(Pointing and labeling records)
★ ★ ★

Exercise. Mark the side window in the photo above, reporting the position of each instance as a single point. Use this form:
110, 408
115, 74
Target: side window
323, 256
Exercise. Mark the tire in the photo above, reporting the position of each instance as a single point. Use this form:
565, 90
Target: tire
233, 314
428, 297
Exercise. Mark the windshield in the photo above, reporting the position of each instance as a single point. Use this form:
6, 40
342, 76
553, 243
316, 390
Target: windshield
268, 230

★ ★ ★

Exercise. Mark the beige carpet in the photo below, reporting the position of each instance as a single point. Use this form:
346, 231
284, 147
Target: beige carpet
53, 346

★ ★ ★

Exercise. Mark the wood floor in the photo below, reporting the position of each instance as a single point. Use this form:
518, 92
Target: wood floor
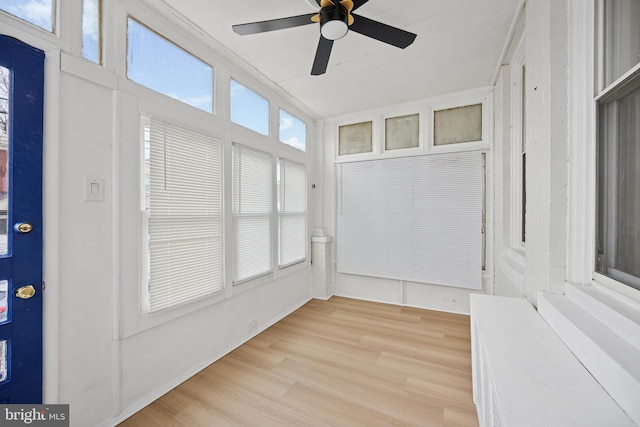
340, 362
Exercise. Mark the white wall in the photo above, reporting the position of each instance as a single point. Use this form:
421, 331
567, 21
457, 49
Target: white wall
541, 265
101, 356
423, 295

★ ★ ★

● **Written request**
Gather every line in the records above that contains the word "Target", and copy each one in full.

● **Response to the task**
Target: side window
Target: tire
Target: windshield
Target: beige carpet
Target: wood floor
Target: white wall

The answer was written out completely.